• _Dataset content_:
"""
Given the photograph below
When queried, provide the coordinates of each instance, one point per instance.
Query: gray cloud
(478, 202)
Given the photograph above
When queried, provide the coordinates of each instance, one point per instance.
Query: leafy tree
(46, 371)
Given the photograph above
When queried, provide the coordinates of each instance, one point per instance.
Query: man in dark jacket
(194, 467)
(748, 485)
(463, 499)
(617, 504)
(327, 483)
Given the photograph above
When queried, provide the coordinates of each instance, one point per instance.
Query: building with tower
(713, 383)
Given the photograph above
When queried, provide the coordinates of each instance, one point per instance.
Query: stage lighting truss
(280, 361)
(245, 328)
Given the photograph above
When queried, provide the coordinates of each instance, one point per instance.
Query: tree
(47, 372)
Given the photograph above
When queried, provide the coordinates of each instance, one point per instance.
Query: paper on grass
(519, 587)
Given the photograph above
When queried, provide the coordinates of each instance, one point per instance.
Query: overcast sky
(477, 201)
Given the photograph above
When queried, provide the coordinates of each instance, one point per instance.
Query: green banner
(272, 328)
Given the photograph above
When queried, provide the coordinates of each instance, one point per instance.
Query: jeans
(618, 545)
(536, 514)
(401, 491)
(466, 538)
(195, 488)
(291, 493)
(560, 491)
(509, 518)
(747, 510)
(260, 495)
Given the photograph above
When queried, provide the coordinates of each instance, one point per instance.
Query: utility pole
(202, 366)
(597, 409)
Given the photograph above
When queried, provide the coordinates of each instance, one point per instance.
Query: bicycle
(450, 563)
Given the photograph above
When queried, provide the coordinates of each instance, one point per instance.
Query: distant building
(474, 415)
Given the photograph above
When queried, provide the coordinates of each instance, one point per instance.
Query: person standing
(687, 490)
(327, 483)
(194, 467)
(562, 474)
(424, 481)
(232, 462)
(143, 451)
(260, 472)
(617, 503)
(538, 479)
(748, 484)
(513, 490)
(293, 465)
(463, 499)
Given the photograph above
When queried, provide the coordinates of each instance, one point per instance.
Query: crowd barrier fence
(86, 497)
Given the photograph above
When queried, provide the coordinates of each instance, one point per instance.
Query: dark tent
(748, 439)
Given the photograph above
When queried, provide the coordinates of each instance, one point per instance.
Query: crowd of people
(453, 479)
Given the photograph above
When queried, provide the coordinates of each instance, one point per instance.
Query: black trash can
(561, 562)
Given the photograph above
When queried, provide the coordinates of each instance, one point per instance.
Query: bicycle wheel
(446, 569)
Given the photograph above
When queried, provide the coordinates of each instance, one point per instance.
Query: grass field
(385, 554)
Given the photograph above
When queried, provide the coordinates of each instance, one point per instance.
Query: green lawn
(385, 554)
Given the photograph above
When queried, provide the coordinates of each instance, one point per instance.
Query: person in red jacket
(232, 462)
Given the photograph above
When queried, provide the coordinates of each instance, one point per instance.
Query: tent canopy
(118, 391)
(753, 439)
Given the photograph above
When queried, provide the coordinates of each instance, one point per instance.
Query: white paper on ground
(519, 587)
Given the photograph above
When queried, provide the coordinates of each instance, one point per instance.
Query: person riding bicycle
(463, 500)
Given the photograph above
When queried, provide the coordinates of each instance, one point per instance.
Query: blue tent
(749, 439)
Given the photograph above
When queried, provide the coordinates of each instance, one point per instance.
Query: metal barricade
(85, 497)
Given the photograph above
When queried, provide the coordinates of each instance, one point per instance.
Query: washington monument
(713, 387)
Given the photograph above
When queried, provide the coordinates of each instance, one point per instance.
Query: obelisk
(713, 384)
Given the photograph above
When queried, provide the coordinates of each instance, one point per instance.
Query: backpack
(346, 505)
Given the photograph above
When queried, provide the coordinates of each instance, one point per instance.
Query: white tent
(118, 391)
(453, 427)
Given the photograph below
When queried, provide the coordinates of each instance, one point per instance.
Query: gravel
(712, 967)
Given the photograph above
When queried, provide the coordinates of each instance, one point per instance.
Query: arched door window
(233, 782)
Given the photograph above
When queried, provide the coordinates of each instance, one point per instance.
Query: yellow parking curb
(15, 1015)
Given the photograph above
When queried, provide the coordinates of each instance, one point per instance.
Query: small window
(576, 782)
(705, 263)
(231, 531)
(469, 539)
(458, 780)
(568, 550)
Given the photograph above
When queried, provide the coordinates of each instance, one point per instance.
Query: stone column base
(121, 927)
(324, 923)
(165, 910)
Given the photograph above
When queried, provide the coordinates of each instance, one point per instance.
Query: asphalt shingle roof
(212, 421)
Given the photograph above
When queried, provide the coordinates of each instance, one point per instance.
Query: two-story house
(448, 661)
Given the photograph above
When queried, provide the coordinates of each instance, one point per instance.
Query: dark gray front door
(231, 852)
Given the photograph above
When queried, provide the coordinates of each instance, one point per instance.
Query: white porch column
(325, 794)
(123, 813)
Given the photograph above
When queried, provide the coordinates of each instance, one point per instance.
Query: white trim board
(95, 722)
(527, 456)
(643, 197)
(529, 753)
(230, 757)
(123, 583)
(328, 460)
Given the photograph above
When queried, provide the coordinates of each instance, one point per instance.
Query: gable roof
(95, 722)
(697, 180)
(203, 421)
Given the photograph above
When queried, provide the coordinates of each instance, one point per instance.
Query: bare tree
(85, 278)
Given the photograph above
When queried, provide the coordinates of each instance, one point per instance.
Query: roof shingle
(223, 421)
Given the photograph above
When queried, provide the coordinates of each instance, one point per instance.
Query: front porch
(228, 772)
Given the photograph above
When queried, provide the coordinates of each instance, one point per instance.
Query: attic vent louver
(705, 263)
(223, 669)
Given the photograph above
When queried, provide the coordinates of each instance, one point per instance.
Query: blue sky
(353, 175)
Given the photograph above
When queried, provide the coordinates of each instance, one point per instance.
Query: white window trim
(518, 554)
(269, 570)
"""
• _Exercise brief_: Print the material above once more, exactly.

• _Reply_:
Given the photograph below
When queried, provide the coordinates of each instance, one point per instance.
Query: gray cloud
(478, 202)
Given the photograph above
When queried, provide the coordinates of each instance, one point per instance.
Query: leafy tree
(46, 371)
Given the photograph above
When queried, provide the coordinates of each instance, one point per instance.
Query: man in dark jacket
(194, 467)
(748, 485)
(463, 499)
(617, 504)
(327, 483)
Given the photograph above
When queried, provide the coordinates of each instance, one point per instance.
Query: building with tower
(713, 383)
Given the photograph above
When queried, provide the coordinates of each instance, one point per instance.
Query: stage lighting truss
(280, 361)
(245, 328)
Given the photograph above
When queried, provide the coordinates of each instance, one point per instance.
Query: tree
(47, 372)
Given the photograph above
When queried, provide the coordinates of each instance, one point per instance.
Query: paper on grass
(519, 587)
Given the photograph above
When queried, provide the coordinates of each instance, one point per instance.
Query: overcast sky
(477, 201)
Given the photograph above
When queried, provide the coordinates of each instance, one point per instance.
Query: green banner
(272, 328)
Given the photograph above
When queried, provide the coordinates of each instance, one point per instance.
Query: jeans
(618, 545)
(536, 514)
(401, 491)
(466, 538)
(195, 488)
(291, 493)
(560, 491)
(509, 518)
(747, 510)
(260, 495)
Given the photograph above
When queried, provide the coordinates of each instance, one point per instance.
Query: utility pole
(202, 366)
(597, 409)
Given the photograph above
When queried, provide the coordinates of each instance, one point per instance.
Query: bicycle
(450, 563)
Given the photograph above
When queried, provide the coordinates of each instance, one point per instance.
Query: distant building
(474, 415)
Given the photograph above
When queried, provide the coordinates of each instance, one point per instance.
Query: person standing
(687, 490)
(327, 483)
(194, 467)
(562, 474)
(424, 481)
(232, 462)
(143, 451)
(260, 472)
(617, 503)
(538, 479)
(748, 484)
(513, 490)
(293, 465)
(463, 499)
Given the photograph above
When queried, provide the coordinates of each instance, one point per instance.
Query: crowd barrier fence
(86, 497)
Given the photograph above
When queried, provide the coordinates of each instance, one point per instance.
Query: dark tent
(748, 439)
Given the photograph above
When queried, provide the coordinates of each instance, one point per instance.
Query: crowd of people
(453, 479)
Given the photograph above
When queried, provide the coordinates of each instance, one point per instance.
Query: black trash can
(561, 562)
Given the photograph above
When queried, provide the coordinates of each instance, one point per instance.
Query: bicycle wheel
(446, 569)
Given the photograph above
When queried, provide the coordinates of each instance, one point per instance.
Query: grass field
(385, 554)
Given the photograph above
When queried, provide the coordinates of each instance, one point per instance.
Query: green lawn
(385, 554)
Given the photograph above
When queried, provide the coordinates of each instance, one point per instance.
Query: person in red jacket
(232, 462)
Given the photograph above
When queried, provide the coordinates of each instance, one point per instance.
Query: tent canopy
(118, 391)
(753, 439)
Given the photograph above
When queried, provide the coordinates of each instance, one point per instance.
Query: white paper on ground
(519, 587)
Given the photograph above
When queried, provide the coordinates of each instance, one point per instance.
Query: person riding bicycle
(463, 500)
Given the photograph above
When queried, provide the coordinates of each instance, one point per instance.
Query: blue tent
(749, 439)
Given the photograph above
When queried, provide the coordinates of each instance, one point per instance.
Query: metal barricade
(85, 497)
Given the photograph above
When queried, provide the coordinates of each instance, one point per instance.
Query: washington monument
(713, 387)
Given the photograph above
When queried, provide the coordinates of each instance, one point per instance.
Query: obelisk
(713, 384)
Given the photograph above
When queried, provide the coordinates of each instance, one point per instance.
Query: backpack
(346, 505)
Given the photograph above
When queried, provide the coordinates of each instance, one point per instance.
Query: white tent
(118, 391)
(453, 427)
Given the photograph below
When queried, provide the coordinates of each instance, one point per instance.
Query: gravel
(712, 967)
Given the photograph above
When queried, provide the coordinates of each instance, one point per instance.
Query: arched door window
(233, 782)
Given the photograph above
When queried, provide the coordinates of each instance, one point per instance.
Query: yellow parking curb
(15, 1015)
Given the photograph above
When queried, provide the coordinates of each instance, one point per instance.
Query: small window
(576, 782)
(705, 263)
(231, 531)
(469, 539)
(458, 780)
(568, 550)
Given the photograph above
When queried, provide the coordinates of each instance, one point per instance.
Query: stone column base
(121, 927)
(324, 923)
(165, 910)
Given the photograph above
When queried, provide the coordinates of each instance, one point per instance.
Query: asphalt shingle roof
(212, 421)
Given the photograph above
When queried, provide the coordinates of each instance, one point per instance.
Query: two-story house
(448, 661)
Given the photograph above
When queried, provide the coordinates of each instance, one point per instance.
Query: dark gray front door
(231, 852)
Given the photograph above
When queried, provide the coordinates of each instance, one point per instance.
Query: white porch column
(325, 794)
(123, 813)
Given the photograph above
When queried, provide the coordinates of each instance, one point per instance.
Query: white trim board
(95, 722)
(527, 456)
(643, 197)
(529, 753)
(230, 757)
(123, 583)
(328, 460)
Given the photograph above
When queried, provide the coordinates of each instance, one point per instance.
Query: gable roof
(95, 722)
(697, 180)
(203, 421)
Given the photograph above
When queried, provide the coordinates of each instance, one point per instance.
Query: bare tree
(85, 278)
Given the photograph above
When queried, provide the coordinates of each instance, one point per instance.
Query: roof shingle
(223, 421)
Given the photograph above
When queried, provide the coordinates of each instance, one point per instance.
Query: front porch
(228, 772)
Given the photograph above
When queried, provide the coordinates of each instance, one point per instance.
Query: attic vent louver
(705, 263)
(223, 669)
Given the photograph above
When queried, provide the coordinates of each instance, one point per instance.
Query: blue sky
(353, 175)
Given the photograph above
When queried, provide the coordinates of each instance, one point per instance.
Query: white window trim
(518, 554)
(269, 570)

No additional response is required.